Compito assegnato » Trascrivi parola per parola, dall'articolo sul processo ad Alessia Pifferi, il passo che si apre con le parole contenenti "A processo per" e si chiude con "dei ritardi mentali.".

A processo per aver causato il decesso di stenti della piccola Diana di 18 mesi, da piccola, a scuola, aveva una insegnante di sostegno a causa dei ritardi mentali.
Anche se nei precedenti appelli era stata dichiarata capace di intendere e di volere, Alessia, secondo quanto presentato in aula all’avvocata Alessia Pontenani, tra i 6 e gli 11 anni d’età era seguita dai servizi di neuropsichiatria infantile territoriale.
Da qui la richiesta avanzata di un’integrazione della perizia psichiatrica, precedentemente svolta da Elvezio Pirfo. La difesa è riuscita a reperire i documenti dal Policlinico, testimoniando che la Pifferi bambina ha portato “ciuccio fino a tarda età e un bavaglino sempre con sé”.
Esistevano dunque dei precedenti di incapacità della donna che apparentemente sembra mentalmente sana. Il pm Francesco De Tommasi ha però controbattuto, sottolineando che quella Alessia di cui parla la difesa, oggi non esisterebbe più. La Pifferi sarebbe dunque capace di riconoscere oggi le sue responsabilità. Da qui la richiesta di rigetto della documentazione.
La perizia non può infatti essere modificata perchè in tal caso si parlerebbe di problemi di apprendimento, oggi molto frequenti tra i bambini.

Record estratti »

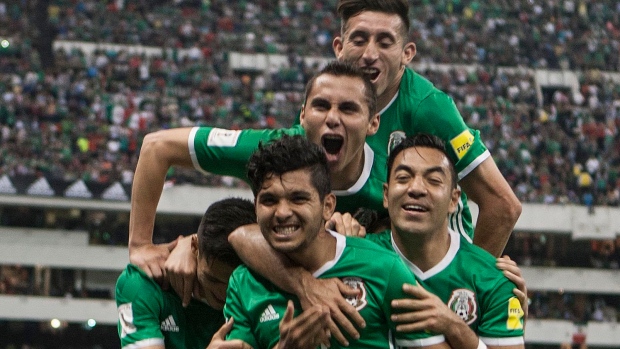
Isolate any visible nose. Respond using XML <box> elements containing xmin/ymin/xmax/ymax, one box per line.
<box><xmin>407</xmin><ymin>176</ymin><xmax>427</xmax><ymax>198</ymax></box>
<box><xmin>275</xmin><ymin>200</ymin><xmax>293</xmax><ymax>222</ymax></box>
<box><xmin>325</xmin><ymin>106</ymin><xmax>340</xmax><ymax>128</ymax></box>
<box><xmin>362</xmin><ymin>40</ymin><xmax>379</xmax><ymax>64</ymax></box>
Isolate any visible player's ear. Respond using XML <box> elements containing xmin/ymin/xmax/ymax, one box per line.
<box><xmin>366</xmin><ymin>113</ymin><xmax>381</xmax><ymax>136</ymax></box>
<box><xmin>401</xmin><ymin>42</ymin><xmax>417</xmax><ymax>65</ymax></box>
<box><xmin>383</xmin><ymin>183</ymin><xmax>389</xmax><ymax>210</ymax></box>
<box><xmin>299</xmin><ymin>101</ymin><xmax>306</xmax><ymax>126</ymax></box>
<box><xmin>190</xmin><ymin>234</ymin><xmax>198</xmax><ymax>256</ymax></box>
<box><xmin>448</xmin><ymin>186</ymin><xmax>461</xmax><ymax>213</ymax></box>
<box><xmin>332</xmin><ymin>35</ymin><xmax>343</xmax><ymax>59</ymax></box>
<box><xmin>323</xmin><ymin>193</ymin><xmax>336</xmax><ymax>221</ymax></box>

Risposta attesa »
A processo per aver causato il decesso di stenti della piccola Diana di 18 mesi, da piccola, a scuola, aveva una insegnante di sostegno a causa dei ritardi mentali.